Some records:
──────────

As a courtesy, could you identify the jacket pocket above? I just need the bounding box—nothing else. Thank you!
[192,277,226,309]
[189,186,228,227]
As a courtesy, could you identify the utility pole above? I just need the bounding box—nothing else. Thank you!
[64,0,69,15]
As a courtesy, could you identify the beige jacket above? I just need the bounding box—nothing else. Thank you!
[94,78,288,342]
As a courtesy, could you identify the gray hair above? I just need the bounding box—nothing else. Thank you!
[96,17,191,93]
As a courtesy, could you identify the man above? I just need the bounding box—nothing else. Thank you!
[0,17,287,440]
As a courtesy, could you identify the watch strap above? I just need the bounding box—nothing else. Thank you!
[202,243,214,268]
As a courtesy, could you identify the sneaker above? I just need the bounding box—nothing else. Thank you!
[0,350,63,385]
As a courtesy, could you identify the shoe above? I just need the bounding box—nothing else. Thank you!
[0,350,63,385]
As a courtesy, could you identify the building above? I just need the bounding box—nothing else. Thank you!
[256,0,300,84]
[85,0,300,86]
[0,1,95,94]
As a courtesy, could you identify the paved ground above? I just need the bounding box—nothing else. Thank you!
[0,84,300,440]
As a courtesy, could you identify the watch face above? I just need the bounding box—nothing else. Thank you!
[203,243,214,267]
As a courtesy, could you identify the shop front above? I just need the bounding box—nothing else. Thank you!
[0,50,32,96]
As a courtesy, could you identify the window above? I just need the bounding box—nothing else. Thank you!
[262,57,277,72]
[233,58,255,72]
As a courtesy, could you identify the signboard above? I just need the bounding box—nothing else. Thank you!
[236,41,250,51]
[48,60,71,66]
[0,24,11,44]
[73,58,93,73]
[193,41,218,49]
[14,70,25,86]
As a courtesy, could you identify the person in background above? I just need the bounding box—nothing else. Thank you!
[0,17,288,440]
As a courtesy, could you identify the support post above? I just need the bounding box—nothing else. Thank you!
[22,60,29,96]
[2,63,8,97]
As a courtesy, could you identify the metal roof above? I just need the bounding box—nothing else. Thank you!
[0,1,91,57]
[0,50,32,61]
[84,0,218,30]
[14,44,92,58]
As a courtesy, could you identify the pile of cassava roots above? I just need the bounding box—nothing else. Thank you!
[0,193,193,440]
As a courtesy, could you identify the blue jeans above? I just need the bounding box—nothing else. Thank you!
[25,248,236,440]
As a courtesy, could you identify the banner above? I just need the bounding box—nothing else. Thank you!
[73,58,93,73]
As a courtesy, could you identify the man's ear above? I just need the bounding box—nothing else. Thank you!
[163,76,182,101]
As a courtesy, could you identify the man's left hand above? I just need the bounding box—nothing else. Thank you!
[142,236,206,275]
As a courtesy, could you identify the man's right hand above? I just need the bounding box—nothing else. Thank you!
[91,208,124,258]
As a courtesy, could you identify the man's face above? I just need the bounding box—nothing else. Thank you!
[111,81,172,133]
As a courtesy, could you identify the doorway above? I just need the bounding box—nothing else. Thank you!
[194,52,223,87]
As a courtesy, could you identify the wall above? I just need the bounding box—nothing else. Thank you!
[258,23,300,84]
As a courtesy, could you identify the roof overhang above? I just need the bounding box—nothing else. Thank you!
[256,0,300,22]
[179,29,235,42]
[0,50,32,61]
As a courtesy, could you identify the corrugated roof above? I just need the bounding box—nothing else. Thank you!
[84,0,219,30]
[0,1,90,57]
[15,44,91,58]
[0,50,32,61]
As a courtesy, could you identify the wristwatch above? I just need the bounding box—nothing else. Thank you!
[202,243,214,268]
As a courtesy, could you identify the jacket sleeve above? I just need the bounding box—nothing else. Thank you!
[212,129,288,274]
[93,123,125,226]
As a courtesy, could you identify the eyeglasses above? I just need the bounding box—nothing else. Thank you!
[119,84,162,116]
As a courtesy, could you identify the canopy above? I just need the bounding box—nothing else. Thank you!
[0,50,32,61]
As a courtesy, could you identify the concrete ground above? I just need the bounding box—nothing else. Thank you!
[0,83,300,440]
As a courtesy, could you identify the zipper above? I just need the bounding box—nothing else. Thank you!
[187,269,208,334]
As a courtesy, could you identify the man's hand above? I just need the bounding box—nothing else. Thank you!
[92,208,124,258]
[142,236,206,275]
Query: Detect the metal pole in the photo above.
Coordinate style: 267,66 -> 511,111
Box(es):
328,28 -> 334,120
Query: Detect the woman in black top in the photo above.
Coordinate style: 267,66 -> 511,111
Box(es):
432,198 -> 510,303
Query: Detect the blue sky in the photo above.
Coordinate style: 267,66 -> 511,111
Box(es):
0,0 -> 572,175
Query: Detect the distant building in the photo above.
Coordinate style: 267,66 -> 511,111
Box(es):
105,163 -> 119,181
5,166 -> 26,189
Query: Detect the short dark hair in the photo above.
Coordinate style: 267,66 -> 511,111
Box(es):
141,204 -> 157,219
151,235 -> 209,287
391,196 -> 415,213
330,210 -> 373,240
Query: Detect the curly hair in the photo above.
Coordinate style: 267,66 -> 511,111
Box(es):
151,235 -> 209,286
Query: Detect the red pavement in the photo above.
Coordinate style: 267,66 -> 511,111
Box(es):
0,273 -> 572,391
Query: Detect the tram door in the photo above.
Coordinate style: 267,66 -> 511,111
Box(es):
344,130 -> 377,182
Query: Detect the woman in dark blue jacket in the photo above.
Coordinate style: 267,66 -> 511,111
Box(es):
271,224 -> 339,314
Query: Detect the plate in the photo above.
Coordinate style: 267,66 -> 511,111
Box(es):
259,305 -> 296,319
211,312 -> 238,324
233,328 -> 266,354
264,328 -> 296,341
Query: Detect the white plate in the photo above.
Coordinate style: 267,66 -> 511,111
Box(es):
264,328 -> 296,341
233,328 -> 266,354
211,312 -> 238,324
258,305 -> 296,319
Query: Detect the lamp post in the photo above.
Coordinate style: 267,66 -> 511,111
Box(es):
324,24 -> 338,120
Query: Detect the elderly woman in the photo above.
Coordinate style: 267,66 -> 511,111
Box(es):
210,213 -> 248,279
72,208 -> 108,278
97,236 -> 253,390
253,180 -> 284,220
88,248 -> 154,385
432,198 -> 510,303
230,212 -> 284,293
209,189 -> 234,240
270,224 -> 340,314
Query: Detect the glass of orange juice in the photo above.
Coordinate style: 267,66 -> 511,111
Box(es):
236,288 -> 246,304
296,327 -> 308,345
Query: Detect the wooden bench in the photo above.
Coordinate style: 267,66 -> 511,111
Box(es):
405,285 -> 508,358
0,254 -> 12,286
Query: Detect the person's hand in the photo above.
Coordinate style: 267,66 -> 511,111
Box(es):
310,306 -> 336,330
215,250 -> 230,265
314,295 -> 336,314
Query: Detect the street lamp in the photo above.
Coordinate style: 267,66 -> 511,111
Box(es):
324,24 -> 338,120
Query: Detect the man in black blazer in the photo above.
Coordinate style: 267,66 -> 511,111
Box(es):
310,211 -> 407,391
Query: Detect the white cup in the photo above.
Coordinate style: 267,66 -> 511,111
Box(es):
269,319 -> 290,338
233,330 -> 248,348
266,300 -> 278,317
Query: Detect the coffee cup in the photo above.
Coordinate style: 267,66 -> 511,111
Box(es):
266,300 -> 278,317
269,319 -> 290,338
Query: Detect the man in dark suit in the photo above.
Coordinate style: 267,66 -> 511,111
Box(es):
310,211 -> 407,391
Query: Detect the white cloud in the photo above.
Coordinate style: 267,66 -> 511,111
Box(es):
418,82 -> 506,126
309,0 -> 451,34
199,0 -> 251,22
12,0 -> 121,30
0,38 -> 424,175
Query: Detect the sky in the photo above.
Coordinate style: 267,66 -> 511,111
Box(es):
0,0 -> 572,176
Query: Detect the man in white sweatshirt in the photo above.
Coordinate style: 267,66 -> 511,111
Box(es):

──────────

| Work to be completed |
Please transcribe all of the lines above, copying each one character for character.

| Written reply |
As a courtesy, could you identify the jacket pocket above? I just need the bounding box—nothing else. Thank you!
[192,277,226,309]
[189,186,228,227]
As a courtesy, could you identify the utility pole above? I just need the bounding box—nothing else. Thank you!
[64,0,69,15]
As a courtesy, could you identify the beige jacket above? I just need the bounding box—nothing else. Thank you!
[94,78,288,342]
As a courtesy, could you identify the gray hair above? I just need the bounding box—nothing else. Thank you!
[96,17,191,93]
As a courtesy, could you identify the man above? I just need the bounding box—nothing else. Thank you!
[0,17,287,440]
As a courtesy, could you identify the watch strap above? I just need the bounding box—nothing else. Thank you!
[202,243,214,268]
As a courtesy, could you identify the sneaker above? I just need the bounding box—nothing else. Thank you!
[0,350,63,385]
As a courtesy, could you identify the shoe above? I just need the bounding box—nothing else. Thank you!
[0,350,63,385]
As a courtesy, could you identify the building above? I just need the bounding box—nothing else. Thank you!
[256,0,300,84]
[85,0,300,86]
[0,1,95,94]
As a courtesy, could you identify the paved ground above? I just need the bounding box—nothing else. Thank you!
[0,84,300,440]
As a courtesy, could you identify the watch face above? I just need the bounding box—nothing else. Thank you!
[203,243,214,267]
As a courtesy, could you identify the shop front above? I just need the bounding box—nothing else. Thank you!
[0,50,32,96]
As a courtesy, could you identify the window above? I just need the bounding box—nothing else. Thank you!
[262,57,277,72]
[233,58,255,72]
As a courtesy, could you identify the signboard above? I just need the bounding box—nothing else. Thank you!
[236,41,250,51]
[48,60,71,66]
[0,24,11,44]
[73,58,93,73]
[193,41,218,49]
[14,70,25,86]
As a courtesy, could you identify the person in background above? I just need the bounding box—nothing else. Thank you!
[0,17,288,440]
As a courtesy, could you identify the support post above? I just need the bounding box—nothing else. Thank you!
[22,60,29,96]
[2,63,8,97]
As a courtesy, could you identify the metal roof above? I just need the bounding box—nothing else. Thank you!
[0,1,91,57]
[0,50,32,61]
[84,0,218,30]
[14,44,92,58]
As a courtesy, could you identify the pile of cassava roots above? I just need the bounding box—nothing else. Thank you!
[0,193,193,440]
As a courtesy, could you identify the blue jeans above? I just need the bounding box—nothing else. Thank you!
[25,248,236,440]
As a courtesy, could you identify the banner above? I just need the bounding box—nothing else. Thank you!
[73,58,93,73]
As a courtesy, could you identify the man's ear above? I just need the bounding box—nothing else. Thank you!
[163,76,182,101]
As a courtesy, could you identify the man's left hand above? I just need the bounding box—nothing else. Thank you!
[142,236,206,275]
As a courtesy, could you identify the man's right hand above? I just need the bounding box—nothing else. Thank you!
[91,208,124,258]
As a courtesy, could you identify the man's face above? I just need the bounding box—nothing else. Thank you!
[111,81,172,133]
As a courtesy, could you identify the doorway above? I just need the bounding box—nothing else. Thank you!
[194,52,223,87]
As a courtesy, could you identify the wall above? I just need the bounding box—nothing else. Thank you!
[258,23,300,84]
As a courtesy, could you identify the roof overhang above? I just need the bounding box—nothing else. Thank you!
[256,0,300,22]
[179,29,235,42]
[0,50,32,61]
As a courtesy, could you identify the corrugated roof above? I just need the bounding box—nothing else. Thank you!
[84,0,219,30]
[0,1,90,57]
[15,44,91,58]
[0,50,32,61]
As a courtesy, could you identify the wristwatch above? I just need the bounding box—nothing else. Thank you!
[202,243,214,268]
As a courtesy, could you identify the jacket sleeve above? I just need the bounding box—nothing else. Thank you!
[212,129,288,274]
[93,123,125,226]
As a courtesy, could you identify the eyeglasses above? I just need the bounding box—nothing else. Thank you!
[119,84,162,116]
As a courtesy, could you identify the canopy above? I just need the bounding box—nothing else. Thank you!
[0,50,32,61]
As a courtesy, could you identify the concrete ground above? I just need the bounding box—nothing else. Thank you!
[0,83,300,440]
As a courtesy, could you identify the zipper above? I just need the bounding box—nothing else. Thank you!
[187,269,208,334]
As a courtesy, could you identify the man's hand above? I just need the bounding box—nothing else. Thank you!
[92,208,124,258]
[142,236,206,275]
Query: Detect the metal pole in the photo above.
Coordinate style: 267,66 -> 511,111
Box(es):
328,28 -> 334,120
Query: Detect the woman in black top in the photo above.
Coordinate style: 267,66 -> 511,111
Box(es):
432,198 -> 510,303
Query: Detect the blue sky in the photo above.
Coordinate style: 267,66 -> 511,111
Box(es):
0,0 -> 572,175
Query: Detect the distant building in the photo above.
Coordinate style: 267,66 -> 511,111
Box(es):
105,163 -> 119,181
5,166 -> 26,189
Query: Detect the short dark hair in the photo above.
Coordinate style: 267,66 -> 511,111
Box(es):
141,204 -> 157,219
151,235 -> 209,287
391,196 -> 415,213
330,210 -> 373,240
Query: Detect the curly hair in the photo above.
Coordinate style: 267,66 -> 511,111
Box(es):
151,235 -> 209,286
Query: Detect the red pavement in the photo above.
Coordinate style: 267,66 -> 511,111
Box(es):
0,273 -> 572,391
Query: Detect the tram door in the photo above.
Coordinate style: 267,66 -> 511,111
Box(es):
344,130 -> 377,182
Query: Detect the woman in dark blue jacket in the photo above.
Coordinate style: 267,66 -> 511,111
Box(es):
271,224 -> 339,314
Query: Detect the plate in the photo above.
Coordinate style: 267,66 -> 511,111
Box(es):
259,305 -> 296,319
211,312 -> 238,324
233,328 -> 266,354
264,328 -> 296,341
Query: Detect the white plate in the photo above.
Coordinate style: 267,66 -> 511,111
Box(es):
264,328 -> 296,341
233,328 -> 266,354
211,312 -> 238,324
258,305 -> 296,319
Query: Detect the lamp post in the photo above.
Coordinate style: 267,66 -> 511,111
Box(es):
324,24 -> 338,120
Query: Detect the elderly woman in the photo above.
Coordinate style: 267,66 -> 511,111
Box(es):
210,213 -> 248,279
72,208 -> 108,278
97,236 -> 253,390
253,180 -> 284,220
88,248 -> 154,385
432,198 -> 510,303
230,212 -> 284,293
209,189 -> 234,240
270,224 -> 340,314
Query: Detect the glass of orange juice in the photo above.
Coordinate style: 267,66 -> 511,111
Box(es):
236,288 -> 246,304
296,327 -> 308,345
Query: Detect the wooden bench in the photo above.
Coordinate style: 267,66 -> 511,111
Box(es):
405,285 -> 508,358
0,254 -> 12,286
Query: Detect the person's hand in the photo above.
Coordinate style: 267,66 -> 511,111
Box(es):
310,306 -> 336,330
215,250 -> 230,265
314,295 -> 336,314
Query: Detect the street lamp in the photo above.
Coordinate style: 267,66 -> 511,111
Box(es):
324,24 -> 338,120
Query: Detect the man in black blazer in the photo above.
Coordinate style: 267,66 -> 511,111
Box(es):
310,211 -> 407,391
Query: Detect the white cup in the photo above.
Coordinate style: 267,66 -> 511,111
Box(es):
269,319 -> 290,338
233,330 -> 248,348
266,300 -> 278,317
Query: Detect the coffee cup in the photo above.
Coordinate style: 267,66 -> 511,111
Box(es):
266,300 -> 278,317
269,319 -> 290,338
Query: Detect the man in dark suit in the photo above.
Coordinate style: 267,66 -> 511,111
Box(es):
310,211 -> 407,391
Query: Detect the white cloud in the photo above.
Coordinate style: 267,66 -> 511,111
Box(es):
418,82 -> 506,126
309,0 -> 451,34
199,0 -> 251,22
12,0 -> 121,30
0,38 -> 424,175
Query: Detect the sky in the photo above.
Coordinate style: 267,66 -> 511,111
Box(es):
0,0 -> 572,176
Query: Detect the man in white sweatshirt in the photo above.
Coordinate style: 267,66 -> 511,111
Box(es):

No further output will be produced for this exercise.